• DIRECTIVE: Please lay out the rows as a Markdown table with the columns "Line no." and "Text", covering the part that opens at the start of the rows and closes with the line containing "top-left (355, 170), bottom-right (372, 202)", both ends included. Number each line, skip blank lines, and leave the pictures out.

• RECORDED INFORMATION:
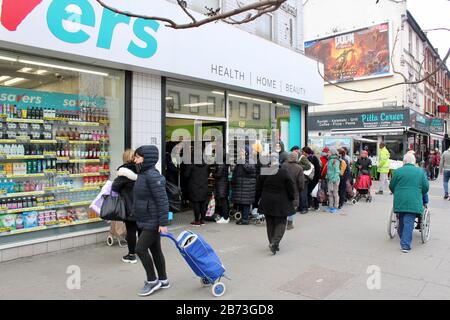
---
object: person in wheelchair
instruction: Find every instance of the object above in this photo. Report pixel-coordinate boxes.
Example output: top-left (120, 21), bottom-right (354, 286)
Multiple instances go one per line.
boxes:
top-left (389, 153), bottom-right (430, 253)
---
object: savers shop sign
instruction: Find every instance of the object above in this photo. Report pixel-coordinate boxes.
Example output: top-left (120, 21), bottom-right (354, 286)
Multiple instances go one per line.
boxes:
top-left (308, 110), bottom-right (409, 131)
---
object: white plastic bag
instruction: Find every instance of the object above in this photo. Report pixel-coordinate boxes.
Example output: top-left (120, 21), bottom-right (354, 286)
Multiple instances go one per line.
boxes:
top-left (311, 183), bottom-right (320, 198)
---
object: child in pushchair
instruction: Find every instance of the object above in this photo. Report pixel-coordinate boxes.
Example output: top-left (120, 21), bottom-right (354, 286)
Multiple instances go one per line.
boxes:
top-left (355, 170), bottom-right (372, 202)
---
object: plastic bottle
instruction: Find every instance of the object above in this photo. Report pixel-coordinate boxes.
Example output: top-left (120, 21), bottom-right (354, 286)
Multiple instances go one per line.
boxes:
top-left (17, 144), bottom-right (25, 156)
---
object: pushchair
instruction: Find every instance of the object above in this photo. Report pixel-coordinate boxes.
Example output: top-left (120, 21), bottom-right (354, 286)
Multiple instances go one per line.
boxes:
top-left (352, 173), bottom-right (372, 204)
top-left (161, 230), bottom-right (226, 297)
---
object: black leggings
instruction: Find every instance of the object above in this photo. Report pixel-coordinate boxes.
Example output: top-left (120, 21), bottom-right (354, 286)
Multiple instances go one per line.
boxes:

• SOLVED PROBLEM:
| Line no. | Text |
|---|---|
| 1 | --- |
| 2 | object: person in wheelchair |
| 3 | instruction: Find every instance of the object above in this photo. Report pixel-coordinate boxes. |
| 4 | Example output: top-left (120, 21), bottom-right (354, 286) |
| 5 | Multiple instances go one per line. |
| 6 | boxes: |
| 7 | top-left (389, 153), bottom-right (430, 253) |
| 8 | --- |
| 9 | object: savers shop sign |
| 10 | instruction: Find every instance of the object above in this photo. Report pixel-coordinate boxes. |
| 11 | Example output: top-left (120, 21), bottom-right (354, 286) |
| 12 | Multiple instances go one per line. |
| 13 | boxes: |
| 14 | top-left (308, 110), bottom-right (409, 131) |
| 15 | --- |
| 16 | object: white plastic bag |
| 17 | instruction: Find every instance of the object above in this photo. Report pixel-coordinate boxes. |
| 18 | Example output: top-left (120, 21), bottom-right (354, 286) |
| 19 | Multiple instances go one per line. |
| 20 | boxes: |
| 21 | top-left (311, 183), bottom-right (320, 198) |
| 22 | --- |
| 23 | object: child in pushchair |
| 24 | instruction: Find every instance of the object above in this photo. Report pixel-coordinate boxes. |
| 25 | Example output: top-left (120, 21), bottom-right (354, 286) |
| 26 | Multiple instances go one per line. |
| 27 | boxes: |
| 28 | top-left (355, 170), bottom-right (372, 202) |